Australian Barbarians Rugby
- Logo of the Australian Barbarians
- Union: Rugby Australia
- Nickname: Baa-Baas
- Emblem: Australian Merino
- Founded: 1957; 69 years ago
| Team kit |

= Australian Barbarians =

Rugby union team in Australia

The Australian Barbarians, nicknamed the Baa-Baas, is an Australian invitational rugby union team that has been a major part of Australian rugby since the team was founded in 1957. The club is based in Australia. The idea came from the concept of the Barbarian F.C. formed in Great Britain in 1890.

==History==
Founded in 1957, the Australian Barbarians was envisioned as an invitational side built off the original concept of the Barbarian F.C. side, adding opportunity for players to play against international touring sides, similar to other corresponding sides in other nations like the New Zealand Barbarians, South African Barbarians and French Barbarians, with all programs continuing into the era of professionalism. Following their inception, the Australian Barbarians featured in several tours, with fixtures against the All Blacks, Western Samoa, France, Scotland and Fiji, plus fixtures against development sides from England and Canada.

### Short exercise 1
Answer these questions from the Australian Barbarians article:
(a) What emblem does the article list for the team?
(b) Which club's concept inspired the team, and in what year was that club formed?
(c) Development sides from which two countries did the Australian Barbarians play?

### Extracted records
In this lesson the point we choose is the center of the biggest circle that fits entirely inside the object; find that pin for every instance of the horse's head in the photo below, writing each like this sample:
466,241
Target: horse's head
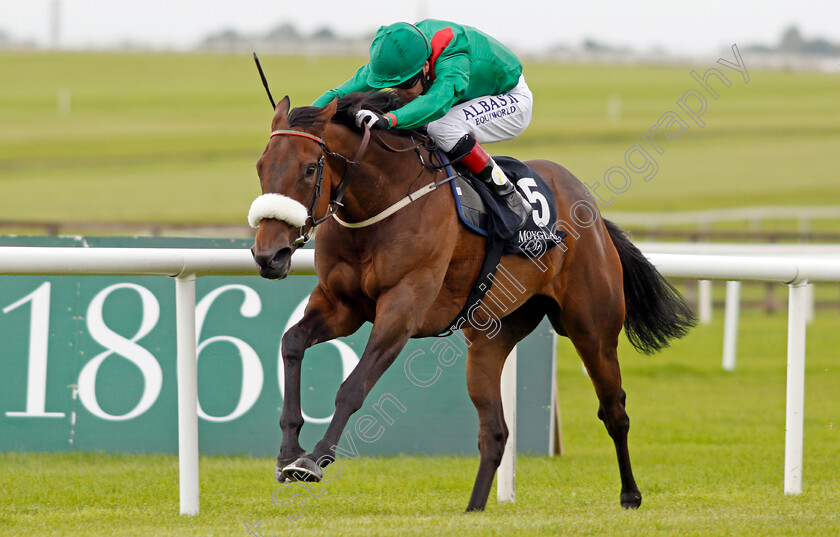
291,171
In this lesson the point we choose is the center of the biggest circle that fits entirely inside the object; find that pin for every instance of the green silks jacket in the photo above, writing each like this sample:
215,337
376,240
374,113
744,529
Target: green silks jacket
466,64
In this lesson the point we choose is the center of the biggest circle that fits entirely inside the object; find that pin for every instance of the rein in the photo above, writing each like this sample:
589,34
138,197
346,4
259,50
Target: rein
335,202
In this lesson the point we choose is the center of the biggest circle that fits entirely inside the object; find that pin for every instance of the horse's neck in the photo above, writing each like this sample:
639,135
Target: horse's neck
381,180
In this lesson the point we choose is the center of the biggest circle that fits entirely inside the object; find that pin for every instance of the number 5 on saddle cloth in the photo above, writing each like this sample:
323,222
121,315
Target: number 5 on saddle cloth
483,213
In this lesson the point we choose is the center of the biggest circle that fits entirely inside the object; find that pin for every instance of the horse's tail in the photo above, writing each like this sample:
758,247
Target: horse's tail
655,311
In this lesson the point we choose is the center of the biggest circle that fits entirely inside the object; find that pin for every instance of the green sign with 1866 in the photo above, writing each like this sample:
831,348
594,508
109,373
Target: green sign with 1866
89,363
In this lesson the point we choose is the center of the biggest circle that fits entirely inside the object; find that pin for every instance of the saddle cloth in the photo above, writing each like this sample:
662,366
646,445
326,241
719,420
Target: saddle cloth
485,214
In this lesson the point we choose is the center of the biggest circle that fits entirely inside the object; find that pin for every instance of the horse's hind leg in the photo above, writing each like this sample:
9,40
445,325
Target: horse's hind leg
485,360
595,340
323,320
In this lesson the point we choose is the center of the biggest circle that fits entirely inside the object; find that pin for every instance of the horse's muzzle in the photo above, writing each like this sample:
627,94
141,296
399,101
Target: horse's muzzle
274,264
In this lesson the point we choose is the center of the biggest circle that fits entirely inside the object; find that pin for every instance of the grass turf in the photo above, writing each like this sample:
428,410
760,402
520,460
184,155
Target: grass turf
192,127
707,448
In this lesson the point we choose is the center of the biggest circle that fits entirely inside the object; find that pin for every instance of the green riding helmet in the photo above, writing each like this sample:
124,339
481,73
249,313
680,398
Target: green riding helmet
397,53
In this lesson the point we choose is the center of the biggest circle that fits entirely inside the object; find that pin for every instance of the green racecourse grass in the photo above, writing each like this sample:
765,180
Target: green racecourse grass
158,137
707,448
174,138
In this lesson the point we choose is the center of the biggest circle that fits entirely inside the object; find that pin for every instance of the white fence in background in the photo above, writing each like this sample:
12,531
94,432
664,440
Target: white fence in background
732,306
186,264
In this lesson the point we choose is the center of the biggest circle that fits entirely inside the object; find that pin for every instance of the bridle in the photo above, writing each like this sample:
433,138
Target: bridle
335,202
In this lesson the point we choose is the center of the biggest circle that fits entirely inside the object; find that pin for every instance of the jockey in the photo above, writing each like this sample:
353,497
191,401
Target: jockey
466,87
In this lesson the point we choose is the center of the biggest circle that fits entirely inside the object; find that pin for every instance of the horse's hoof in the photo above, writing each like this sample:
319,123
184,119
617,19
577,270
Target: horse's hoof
631,500
303,469
282,463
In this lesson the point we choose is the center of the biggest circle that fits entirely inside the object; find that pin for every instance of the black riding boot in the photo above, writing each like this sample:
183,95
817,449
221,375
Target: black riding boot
478,162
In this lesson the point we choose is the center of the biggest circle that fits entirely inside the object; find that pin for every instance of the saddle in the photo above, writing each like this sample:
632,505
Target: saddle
484,214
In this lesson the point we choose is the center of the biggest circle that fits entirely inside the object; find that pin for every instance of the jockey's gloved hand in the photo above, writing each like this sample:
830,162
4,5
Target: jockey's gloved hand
372,120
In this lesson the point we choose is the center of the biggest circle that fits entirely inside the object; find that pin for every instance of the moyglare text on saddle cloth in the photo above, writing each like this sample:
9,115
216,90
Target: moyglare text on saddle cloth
463,85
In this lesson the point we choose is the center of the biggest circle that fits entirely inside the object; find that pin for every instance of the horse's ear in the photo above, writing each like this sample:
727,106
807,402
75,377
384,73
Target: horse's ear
282,109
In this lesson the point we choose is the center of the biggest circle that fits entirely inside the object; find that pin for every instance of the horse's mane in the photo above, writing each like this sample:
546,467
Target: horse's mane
347,106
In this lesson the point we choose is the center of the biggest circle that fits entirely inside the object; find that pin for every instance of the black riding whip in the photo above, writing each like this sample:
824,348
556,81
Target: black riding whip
265,82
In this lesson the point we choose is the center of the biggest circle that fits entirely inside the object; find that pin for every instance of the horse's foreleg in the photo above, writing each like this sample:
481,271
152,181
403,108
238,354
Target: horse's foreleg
323,320
601,360
396,315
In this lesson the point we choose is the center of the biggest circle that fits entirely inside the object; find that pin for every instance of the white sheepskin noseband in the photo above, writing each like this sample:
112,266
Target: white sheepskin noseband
279,207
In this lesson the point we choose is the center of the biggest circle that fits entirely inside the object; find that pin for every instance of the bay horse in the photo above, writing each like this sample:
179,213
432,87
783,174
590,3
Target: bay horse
411,273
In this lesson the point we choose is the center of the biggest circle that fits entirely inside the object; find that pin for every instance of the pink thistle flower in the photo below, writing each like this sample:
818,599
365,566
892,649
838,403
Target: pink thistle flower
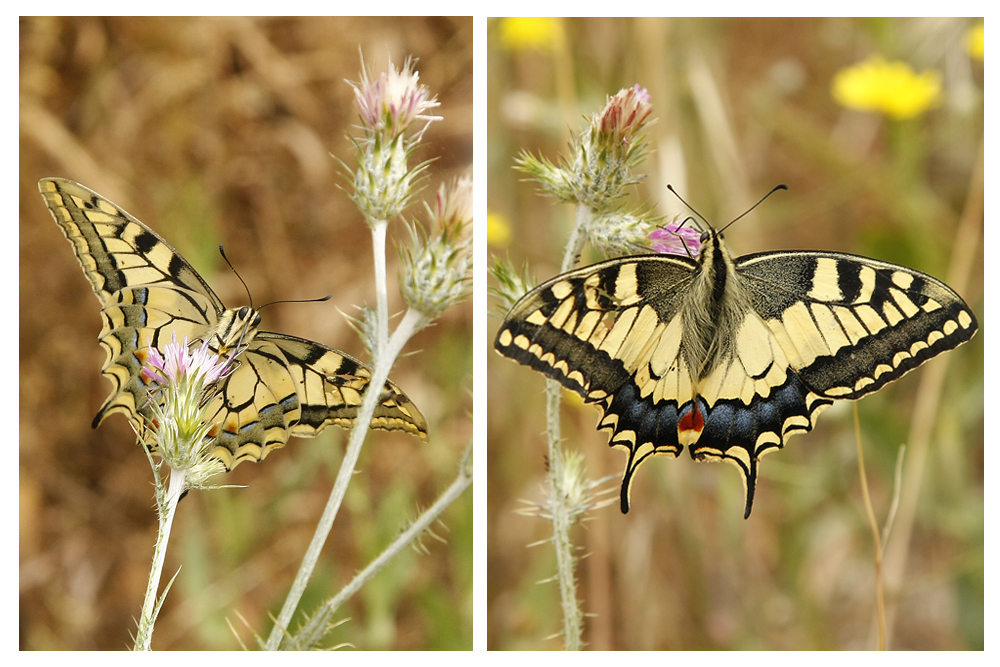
394,100
675,239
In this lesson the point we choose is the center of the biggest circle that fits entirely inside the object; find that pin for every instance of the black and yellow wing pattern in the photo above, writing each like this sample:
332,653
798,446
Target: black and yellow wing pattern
281,385
729,357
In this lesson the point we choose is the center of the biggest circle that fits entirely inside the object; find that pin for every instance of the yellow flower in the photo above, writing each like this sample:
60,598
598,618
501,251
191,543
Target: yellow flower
531,33
497,230
892,88
974,41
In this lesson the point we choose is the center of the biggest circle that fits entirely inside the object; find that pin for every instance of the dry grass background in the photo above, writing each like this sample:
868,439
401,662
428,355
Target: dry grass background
742,106
209,131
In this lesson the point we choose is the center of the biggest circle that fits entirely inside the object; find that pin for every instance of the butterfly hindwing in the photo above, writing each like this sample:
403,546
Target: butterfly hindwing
729,357
281,385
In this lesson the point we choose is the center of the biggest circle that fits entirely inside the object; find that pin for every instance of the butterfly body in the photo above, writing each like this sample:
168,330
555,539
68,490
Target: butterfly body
729,357
281,385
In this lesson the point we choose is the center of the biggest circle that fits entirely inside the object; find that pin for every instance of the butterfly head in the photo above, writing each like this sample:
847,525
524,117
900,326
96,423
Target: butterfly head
236,328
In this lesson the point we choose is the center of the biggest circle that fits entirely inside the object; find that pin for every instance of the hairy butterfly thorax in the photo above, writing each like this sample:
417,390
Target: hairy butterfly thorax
280,386
728,357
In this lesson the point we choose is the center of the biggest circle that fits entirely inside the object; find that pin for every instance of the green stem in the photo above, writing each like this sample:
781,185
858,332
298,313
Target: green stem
167,507
561,521
410,323
317,626
381,290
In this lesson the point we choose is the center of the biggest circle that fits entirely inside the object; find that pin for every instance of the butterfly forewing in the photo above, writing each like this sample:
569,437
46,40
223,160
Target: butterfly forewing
281,385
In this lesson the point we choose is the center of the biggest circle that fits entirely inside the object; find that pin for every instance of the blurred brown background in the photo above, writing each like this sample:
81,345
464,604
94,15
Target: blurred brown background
744,105
219,131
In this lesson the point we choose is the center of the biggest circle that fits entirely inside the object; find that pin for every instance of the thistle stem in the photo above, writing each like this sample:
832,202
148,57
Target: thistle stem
168,507
412,321
561,522
313,631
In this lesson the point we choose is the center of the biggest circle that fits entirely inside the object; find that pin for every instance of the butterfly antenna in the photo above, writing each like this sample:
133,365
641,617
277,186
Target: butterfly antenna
222,252
773,190
671,188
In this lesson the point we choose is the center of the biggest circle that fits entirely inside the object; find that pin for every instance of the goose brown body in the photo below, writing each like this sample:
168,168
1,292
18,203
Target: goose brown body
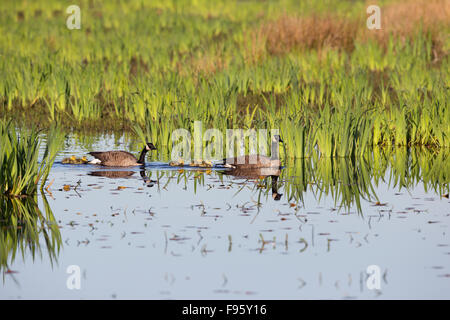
120,158
256,161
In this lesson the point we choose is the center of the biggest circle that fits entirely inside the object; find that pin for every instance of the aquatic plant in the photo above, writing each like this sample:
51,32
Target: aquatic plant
20,170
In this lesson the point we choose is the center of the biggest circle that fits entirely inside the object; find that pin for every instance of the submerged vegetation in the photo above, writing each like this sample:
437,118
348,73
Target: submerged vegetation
349,182
312,69
22,228
20,171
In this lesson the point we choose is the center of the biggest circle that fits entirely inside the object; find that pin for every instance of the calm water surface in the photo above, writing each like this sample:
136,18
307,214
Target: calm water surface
170,234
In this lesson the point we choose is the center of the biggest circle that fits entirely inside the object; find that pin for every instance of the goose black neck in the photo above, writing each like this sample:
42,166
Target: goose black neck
142,156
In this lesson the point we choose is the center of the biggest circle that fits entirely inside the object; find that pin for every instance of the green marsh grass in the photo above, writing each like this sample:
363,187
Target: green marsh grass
20,170
162,65
23,226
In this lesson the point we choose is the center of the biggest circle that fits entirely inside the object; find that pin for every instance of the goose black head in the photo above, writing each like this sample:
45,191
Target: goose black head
149,146
277,138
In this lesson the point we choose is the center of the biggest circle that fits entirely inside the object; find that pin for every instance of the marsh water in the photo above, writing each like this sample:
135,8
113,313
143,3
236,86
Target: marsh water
172,233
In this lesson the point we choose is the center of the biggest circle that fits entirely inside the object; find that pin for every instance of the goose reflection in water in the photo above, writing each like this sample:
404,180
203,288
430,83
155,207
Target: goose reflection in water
256,174
121,174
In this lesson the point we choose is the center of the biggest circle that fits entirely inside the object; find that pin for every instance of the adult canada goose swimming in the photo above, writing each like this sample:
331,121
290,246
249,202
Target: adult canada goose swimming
256,161
121,158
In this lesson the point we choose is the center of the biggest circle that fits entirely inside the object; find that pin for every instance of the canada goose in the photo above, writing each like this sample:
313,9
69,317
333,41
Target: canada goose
256,161
120,158
111,174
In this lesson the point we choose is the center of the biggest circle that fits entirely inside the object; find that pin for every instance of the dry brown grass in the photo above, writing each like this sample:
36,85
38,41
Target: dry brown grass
314,32
402,20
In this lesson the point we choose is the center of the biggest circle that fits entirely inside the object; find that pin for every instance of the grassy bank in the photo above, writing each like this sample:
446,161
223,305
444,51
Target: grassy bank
312,69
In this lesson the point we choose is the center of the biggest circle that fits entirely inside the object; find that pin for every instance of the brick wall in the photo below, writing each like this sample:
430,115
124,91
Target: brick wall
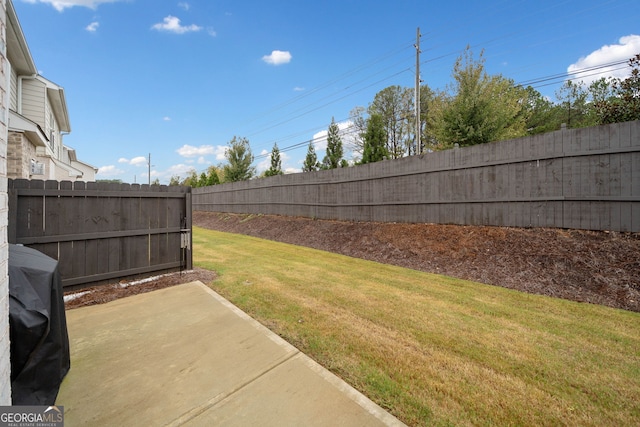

### Short exercise 2
Report each line in the entries that contains the string "water".

### Exercise solution 1
(a) Australian Merino
(b) The Barbarian F.C., formed in Great Britain in 1890
(c) England and Canada

### Exercise solution 2
In this lesson the point we choose is the center of the biggest circle that fits entirely inside the object; find that pin for every instance of the calm water surface in the photo above, writing each like this sample:
Target: calm water surface
In this lesson the point we choose is the center of the biggest circle that fits entirely inside the object; find that pin for every instance of the marsh water in the photo above, writing each like this sample:
Target: marsh water
In this lesson the point we choose is the center of the biggest circle that fits entirely inside the object; find that pin for every instance of the goose reflection in water in the photo above, writing each like this sample:
Target: goose reflection in water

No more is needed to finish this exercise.